* [Given task] Copy out, character for character, the lines in the items below between the one holding "of the weathered" and the one holding "x=406, y=631", inclusive.

* [Raw data]

################

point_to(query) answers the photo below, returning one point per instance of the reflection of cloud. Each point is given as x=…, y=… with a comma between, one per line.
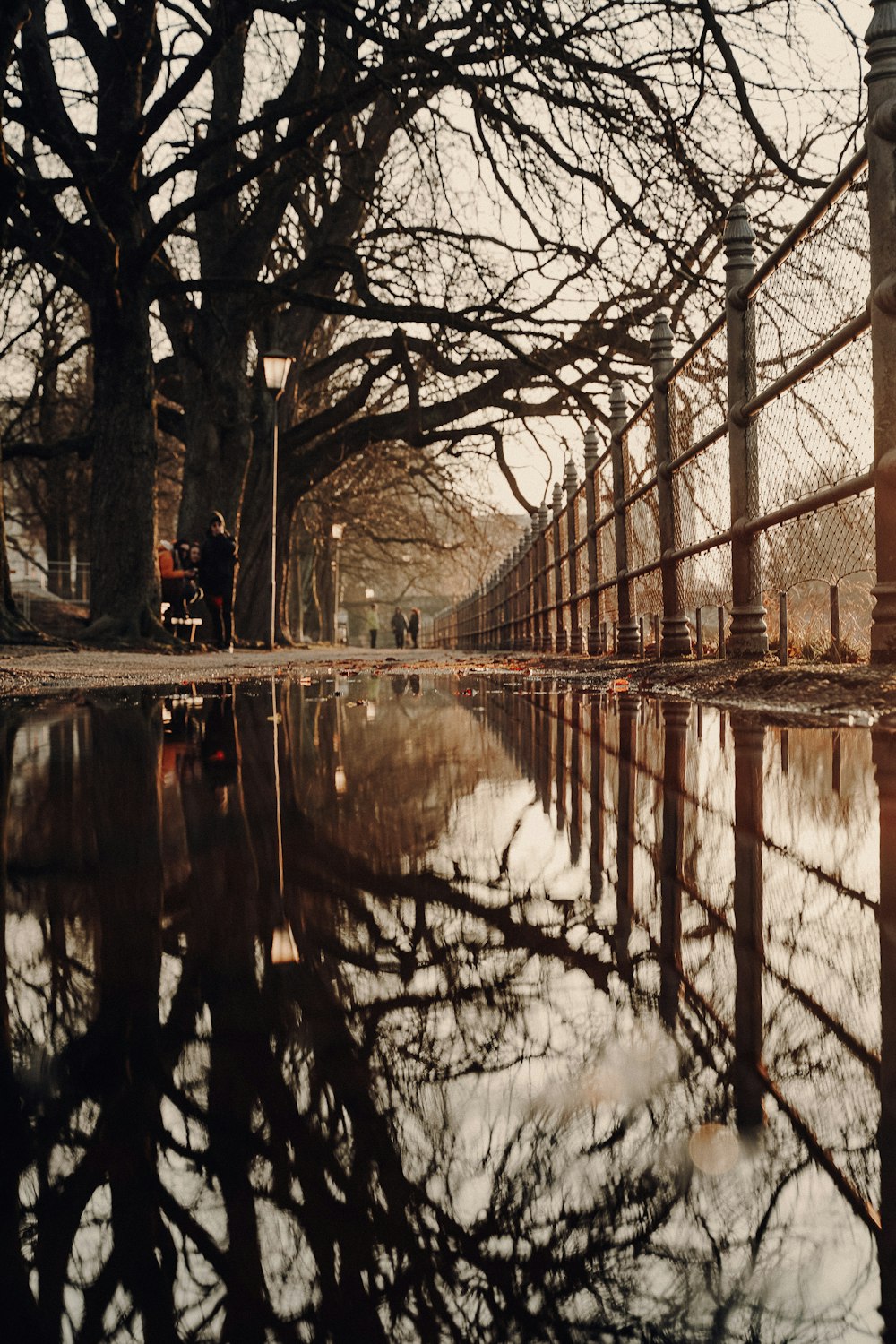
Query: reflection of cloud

################

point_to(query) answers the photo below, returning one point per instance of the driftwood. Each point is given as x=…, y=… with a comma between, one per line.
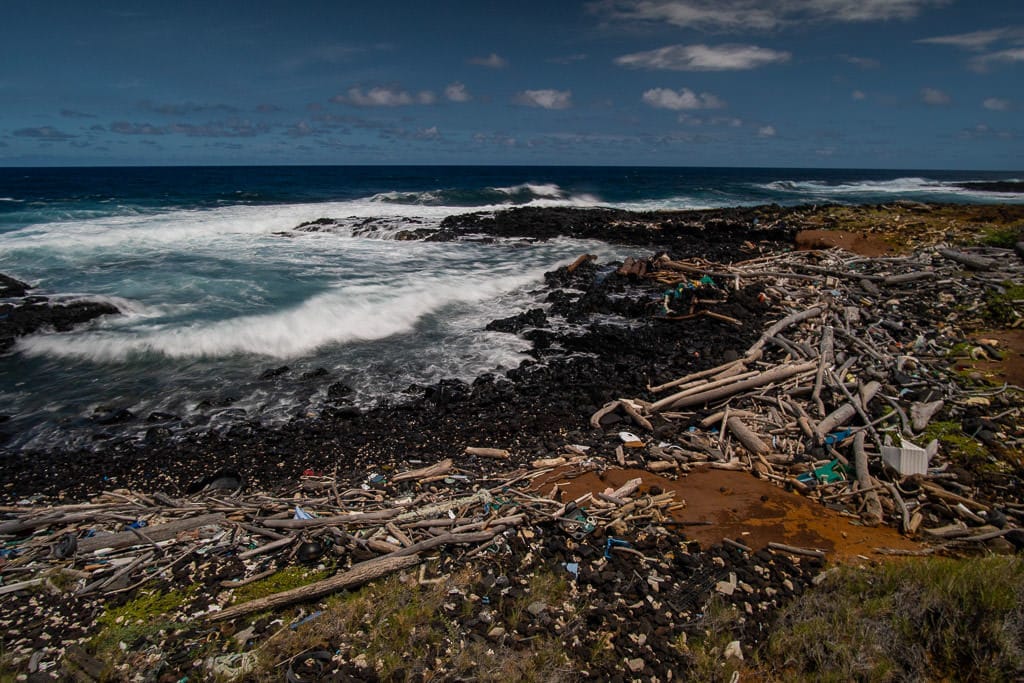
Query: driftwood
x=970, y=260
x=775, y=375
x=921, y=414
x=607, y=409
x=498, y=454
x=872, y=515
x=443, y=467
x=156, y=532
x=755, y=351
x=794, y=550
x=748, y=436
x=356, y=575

################

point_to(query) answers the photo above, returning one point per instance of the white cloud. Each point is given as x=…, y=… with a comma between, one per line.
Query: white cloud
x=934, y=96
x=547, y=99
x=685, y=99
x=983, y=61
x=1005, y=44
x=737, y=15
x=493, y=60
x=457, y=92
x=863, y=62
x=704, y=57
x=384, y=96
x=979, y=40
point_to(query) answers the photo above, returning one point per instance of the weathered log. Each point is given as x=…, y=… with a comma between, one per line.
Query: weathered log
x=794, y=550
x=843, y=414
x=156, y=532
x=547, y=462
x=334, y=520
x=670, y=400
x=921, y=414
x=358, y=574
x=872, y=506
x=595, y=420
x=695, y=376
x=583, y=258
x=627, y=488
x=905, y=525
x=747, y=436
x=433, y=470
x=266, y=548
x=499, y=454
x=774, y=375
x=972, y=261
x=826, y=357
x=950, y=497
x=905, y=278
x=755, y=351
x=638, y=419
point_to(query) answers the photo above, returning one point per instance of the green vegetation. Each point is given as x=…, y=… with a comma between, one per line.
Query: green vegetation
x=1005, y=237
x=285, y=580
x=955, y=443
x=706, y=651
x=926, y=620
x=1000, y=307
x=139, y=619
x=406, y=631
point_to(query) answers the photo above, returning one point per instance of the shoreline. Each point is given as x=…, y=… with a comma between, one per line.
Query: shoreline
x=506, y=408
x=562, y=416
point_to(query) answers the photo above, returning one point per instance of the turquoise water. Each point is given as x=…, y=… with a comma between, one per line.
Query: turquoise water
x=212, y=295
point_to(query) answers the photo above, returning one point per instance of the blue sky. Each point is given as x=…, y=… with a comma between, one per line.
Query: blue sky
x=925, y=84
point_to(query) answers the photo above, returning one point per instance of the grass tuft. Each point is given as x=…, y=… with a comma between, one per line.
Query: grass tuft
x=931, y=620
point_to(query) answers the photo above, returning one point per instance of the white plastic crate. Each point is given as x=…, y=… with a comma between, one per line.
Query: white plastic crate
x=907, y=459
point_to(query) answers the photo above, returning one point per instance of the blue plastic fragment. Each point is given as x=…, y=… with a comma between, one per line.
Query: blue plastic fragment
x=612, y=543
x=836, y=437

################

* [Output for this task]
point_to(query) answers the photo above, returning one point per instance of the weathered log. Each point is given as x=…, y=… with a comma between, one per line.
Query: weathered log
x=794, y=550
x=843, y=414
x=156, y=532
x=547, y=462
x=334, y=520
x=670, y=400
x=921, y=414
x=358, y=574
x=872, y=506
x=595, y=420
x=695, y=376
x=583, y=258
x=627, y=488
x=905, y=525
x=747, y=436
x=433, y=470
x=266, y=548
x=499, y=454
x=774, y=375
x=972, y=261
x=826, y=357
x=950, y=497
x=905, y=278
x=755, y=351
x=638, y=419
point_to(query) answers the photo above, returning one point per instance of the green vegetation. Each point is given as x=…, y=… with a comma between, one per line.
Query: green vegetation
x=1005, y=237
x=285, y=580
x=955, y=443
x=706, y=651
x=926, y=620
x=1000, y=307
x=139, y=619
x=406, y=631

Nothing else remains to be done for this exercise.